SUPPLIED MATERIAL
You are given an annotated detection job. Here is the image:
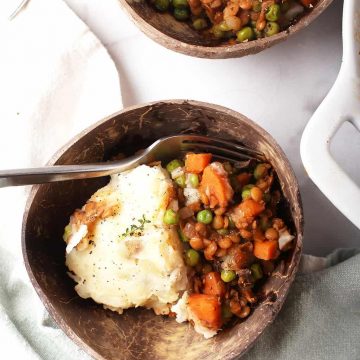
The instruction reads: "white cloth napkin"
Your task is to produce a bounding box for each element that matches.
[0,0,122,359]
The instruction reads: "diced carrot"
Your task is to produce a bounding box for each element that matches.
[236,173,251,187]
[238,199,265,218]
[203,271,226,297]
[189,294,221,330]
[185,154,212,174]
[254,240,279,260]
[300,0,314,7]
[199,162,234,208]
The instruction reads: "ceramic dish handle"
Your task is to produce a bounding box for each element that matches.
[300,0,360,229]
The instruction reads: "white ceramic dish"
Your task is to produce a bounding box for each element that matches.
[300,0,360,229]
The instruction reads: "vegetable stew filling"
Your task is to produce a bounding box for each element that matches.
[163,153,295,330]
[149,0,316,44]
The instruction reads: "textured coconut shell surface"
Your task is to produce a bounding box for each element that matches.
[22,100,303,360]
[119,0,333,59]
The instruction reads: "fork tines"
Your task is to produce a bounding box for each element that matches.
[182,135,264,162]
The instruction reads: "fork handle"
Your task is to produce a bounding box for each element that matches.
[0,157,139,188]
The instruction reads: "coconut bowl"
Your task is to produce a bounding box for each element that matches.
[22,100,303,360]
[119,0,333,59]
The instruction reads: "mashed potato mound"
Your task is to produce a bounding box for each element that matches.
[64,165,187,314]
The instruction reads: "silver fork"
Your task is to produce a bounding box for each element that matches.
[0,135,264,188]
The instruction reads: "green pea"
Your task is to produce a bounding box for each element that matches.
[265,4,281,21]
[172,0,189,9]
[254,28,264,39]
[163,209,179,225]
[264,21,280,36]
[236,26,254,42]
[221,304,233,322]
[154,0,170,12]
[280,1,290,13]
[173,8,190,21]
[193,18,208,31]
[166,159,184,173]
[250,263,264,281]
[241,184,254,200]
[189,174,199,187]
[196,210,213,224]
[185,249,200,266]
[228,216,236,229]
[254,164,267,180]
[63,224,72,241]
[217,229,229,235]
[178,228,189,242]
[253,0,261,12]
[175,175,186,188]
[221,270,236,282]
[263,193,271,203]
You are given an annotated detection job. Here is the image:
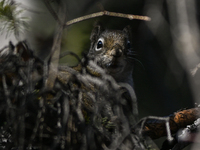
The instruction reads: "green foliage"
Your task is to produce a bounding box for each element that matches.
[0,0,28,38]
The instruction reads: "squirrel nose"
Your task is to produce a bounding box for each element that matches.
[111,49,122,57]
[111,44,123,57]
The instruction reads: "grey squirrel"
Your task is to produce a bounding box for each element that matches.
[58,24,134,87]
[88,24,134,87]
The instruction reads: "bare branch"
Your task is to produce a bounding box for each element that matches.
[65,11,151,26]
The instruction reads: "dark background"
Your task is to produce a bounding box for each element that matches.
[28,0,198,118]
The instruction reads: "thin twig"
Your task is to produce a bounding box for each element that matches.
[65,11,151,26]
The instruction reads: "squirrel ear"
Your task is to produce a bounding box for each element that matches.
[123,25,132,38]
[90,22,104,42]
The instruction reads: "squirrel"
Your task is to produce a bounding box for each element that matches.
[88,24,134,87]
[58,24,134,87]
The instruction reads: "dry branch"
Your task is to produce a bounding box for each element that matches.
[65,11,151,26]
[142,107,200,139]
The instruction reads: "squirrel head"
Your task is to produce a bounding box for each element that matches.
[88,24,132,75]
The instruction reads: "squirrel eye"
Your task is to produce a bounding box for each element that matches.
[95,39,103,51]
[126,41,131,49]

TASK TO CARRY OUT
Count the lines above that contain the string "dish", matching case exactly. Reply with the number only.

RESPONSE BELOW
2